[Opening Data for this exercise section]

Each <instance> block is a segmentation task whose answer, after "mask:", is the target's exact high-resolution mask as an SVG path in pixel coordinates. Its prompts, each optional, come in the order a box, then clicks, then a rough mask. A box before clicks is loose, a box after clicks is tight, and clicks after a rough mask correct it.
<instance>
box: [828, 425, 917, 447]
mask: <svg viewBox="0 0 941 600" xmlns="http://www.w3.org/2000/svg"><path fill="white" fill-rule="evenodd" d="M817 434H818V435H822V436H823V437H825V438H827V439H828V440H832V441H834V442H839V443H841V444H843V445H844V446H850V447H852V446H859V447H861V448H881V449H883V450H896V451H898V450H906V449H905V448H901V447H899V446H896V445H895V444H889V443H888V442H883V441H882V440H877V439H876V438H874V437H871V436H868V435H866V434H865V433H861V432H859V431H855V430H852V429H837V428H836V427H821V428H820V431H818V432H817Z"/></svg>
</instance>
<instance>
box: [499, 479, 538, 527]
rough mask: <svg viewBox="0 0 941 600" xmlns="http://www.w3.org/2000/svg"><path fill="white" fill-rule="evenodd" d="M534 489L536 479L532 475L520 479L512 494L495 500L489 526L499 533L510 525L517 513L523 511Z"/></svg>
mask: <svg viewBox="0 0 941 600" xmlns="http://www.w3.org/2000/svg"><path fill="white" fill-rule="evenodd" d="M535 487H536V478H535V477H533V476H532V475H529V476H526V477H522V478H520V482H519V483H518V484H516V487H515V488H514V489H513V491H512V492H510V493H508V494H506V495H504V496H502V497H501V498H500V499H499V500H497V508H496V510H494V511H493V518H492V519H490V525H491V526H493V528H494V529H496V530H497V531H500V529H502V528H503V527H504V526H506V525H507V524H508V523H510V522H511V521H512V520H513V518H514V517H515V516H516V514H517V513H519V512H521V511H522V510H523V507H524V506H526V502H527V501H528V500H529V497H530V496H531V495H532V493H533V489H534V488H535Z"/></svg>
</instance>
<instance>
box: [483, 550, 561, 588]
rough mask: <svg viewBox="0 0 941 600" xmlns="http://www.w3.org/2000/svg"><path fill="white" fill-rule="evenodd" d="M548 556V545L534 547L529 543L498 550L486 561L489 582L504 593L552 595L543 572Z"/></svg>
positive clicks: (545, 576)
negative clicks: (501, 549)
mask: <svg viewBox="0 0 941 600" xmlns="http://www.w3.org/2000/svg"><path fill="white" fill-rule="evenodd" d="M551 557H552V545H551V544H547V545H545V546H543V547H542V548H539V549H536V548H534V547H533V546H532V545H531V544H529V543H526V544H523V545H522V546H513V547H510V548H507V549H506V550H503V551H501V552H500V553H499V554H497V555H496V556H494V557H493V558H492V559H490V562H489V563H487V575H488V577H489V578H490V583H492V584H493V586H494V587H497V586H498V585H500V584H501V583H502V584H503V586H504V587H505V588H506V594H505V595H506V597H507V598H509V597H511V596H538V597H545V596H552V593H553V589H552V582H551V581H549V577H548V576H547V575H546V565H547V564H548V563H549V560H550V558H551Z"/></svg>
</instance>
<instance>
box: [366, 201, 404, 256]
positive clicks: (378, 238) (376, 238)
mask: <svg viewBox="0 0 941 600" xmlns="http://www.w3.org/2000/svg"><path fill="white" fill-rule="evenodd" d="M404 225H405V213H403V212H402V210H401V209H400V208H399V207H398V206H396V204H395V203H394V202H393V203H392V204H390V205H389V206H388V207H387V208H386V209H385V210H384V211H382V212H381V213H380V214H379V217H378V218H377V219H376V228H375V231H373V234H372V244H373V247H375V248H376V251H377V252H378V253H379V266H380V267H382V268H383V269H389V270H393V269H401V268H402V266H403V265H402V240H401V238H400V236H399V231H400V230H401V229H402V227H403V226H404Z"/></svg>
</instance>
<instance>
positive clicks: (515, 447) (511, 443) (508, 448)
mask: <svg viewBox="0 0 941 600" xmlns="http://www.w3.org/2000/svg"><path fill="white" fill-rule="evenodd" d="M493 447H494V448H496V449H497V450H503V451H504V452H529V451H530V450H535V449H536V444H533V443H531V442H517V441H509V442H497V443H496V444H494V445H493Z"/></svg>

[Closing Data for this exercise section]

Your job is to restate all of the data word for word.

Exercise output ▸
Each <instance> block is a segmentation task whose answer, after "mask:", is the target's exact high-resolution mask as an SVG path in pixel coordinates. Its prompts, each optional, come in the order a box, then clicks, then a rough mask. A box before clicks is loose, a box after clicks is tight, and clicks after a rough mask correct it.
<instance>
box: [828, 425, 917, 447]
mask: <svg viewBox="0 0 941 600" xmlns="http://www.w3.org/2000/svg"><path fill="white" fill-rule="evenodd" d="M817 434H818V435H822V436H823V437H825V438H827V439H828V440H832V441H834V442H839V443H841V444H843V445H844V446H850V447H852V446H859V447H861V448H881V449H883V450H896V451H898V450H906V449H905V448H901V447H899V446H896V445H895V444H889V443H888V442H883V441H882V440H877V439H876V438H874V437H871V436H868V435H866V434H865V433H861V432H859V431H855V430H852V429H837V428H836V427H821V428H820V431H818V432H817Z"/></svg>
</instance>
<instance>
box: [499, 479, 538, 527]
rough mask: <svg viewBox="0 0 941 600" xmlns="http://www.w3.org/2000/svg"><path fill="white" fill-rule="evenodd" d="M534 489L536 479L532 475L520 479L512 494L495 500L489 526L499 533L510 525L517 513L523 511Z"/></svg>
mask: <svg viewBox="0 0 941 600" xmlns="http://www.w3.org/2000/svg"><path fill="white" fill-rule="evenodd" d="M535 487H536V478H535V477H533V476H532V475H529V476H526V477H522V478H520V482H519V483H518V484H516V487H515V488H514V489H513V491H512V492H510V493H508V494H506V495H504V496H502V497H501V498H500V499H499V500H497V508H496V510H494V511H493V518H492V519H490V525H491V526H493V528H494V529H496V530H497V531H500V529H502V528H503V527H504V526H506V525H507V524H508V523H510V522H511V521H512V520H513V518H514V517H515V516H516V514H517V513H519V512H521V511H522V510H523V507H524V506H526V502H527V501H528V500H529V497H530V496H531V495H532V493H533V489H534V488H535Z"/></svg>
</instance>
<instance>
box: [483, 550, 561, 588]
rough mask: <svg viewBox="0 0 941 600" xmlns="http://www.w3.org/2000/svg"><path fill="white" fill-rule="evenodd" d="M548 556V545L534 547L529 543L498 550L486 561L489 582L504 593L552 595L543 572Z"/></svg>
positive clicks: (545, 576)
negative clicks: (501, 549)
mask: <svg viewBox="0 0 941 600" xmlns="http://www.w3.org/2000/svg"><path fill="white" fill-rule="evenodd" d="M551 557H552V545H551V544H547V545H545V546H543V547H542V548H539V549H536V548H534V547H533V546H532V545H531V544H529V543H526V544H523V545H522V546H513V547H510V548H507V549H506V550H503V551H501V552H500V553H499V554H497V555H496V556H494V557H493V558H492V559H490V562H489V563H487V575H488V577H489V578H490V583H492V584H493V586H494V587H497V586H498V585H500V584H501V583H502V584H503V586H504V587H505V588H506V594H505V595H506V597H507V598H509V597H511V596H538V597H545V596H552V593H553V589H552V582H551V581H549V577H548V576H547V575H546V565H547V564H548V563H549V560H550V558H551Z"/></svg>
</instance>
<instance>
box: [366, 201, 404, 256]
positive clicks: (378, 238) (376, 238)
mask: <svg viewBox="0 0 941 600" xmlns="http://www.w3.org/2000/svg"><path fill="white" fill-rule="evenodd" d="M404 225H405V213H403V212H402V210H401V209H400V208H399V207H398V206H396V204H395V203H394V202H393V203H392V204H390V205H389V206H388V207H387V208H386V209H385V210H384V211H382V212H381V213H380V214H379V217H378V218H377V219H376V228H375V231H373V234H372V244H373V247H375V248H376V251H377V252H378V253H379V266H380V267H382V268H383V269H389V270H393V269H401V268H402V266H403V265H402V240H401V238H400V236H399V231H400V230H401V229H402V227H403V226H404Z"/></svg>
</instance>
<instance>
positive clicks: (515, 447) (511, 443) (508, 448)
mask: <svg viewBox="0 0 941 600" xmlns="http://www.w3.org/2000/svg"><path fill="white" fill-rule="evenodd" d="M493 447H494V448H496V449H497V450H503V451H504V452H529V451H530V450H535V449H536V444H533V443H531V442H517V441H509V442H497V443H496V444H494V445H493Z"/></svg>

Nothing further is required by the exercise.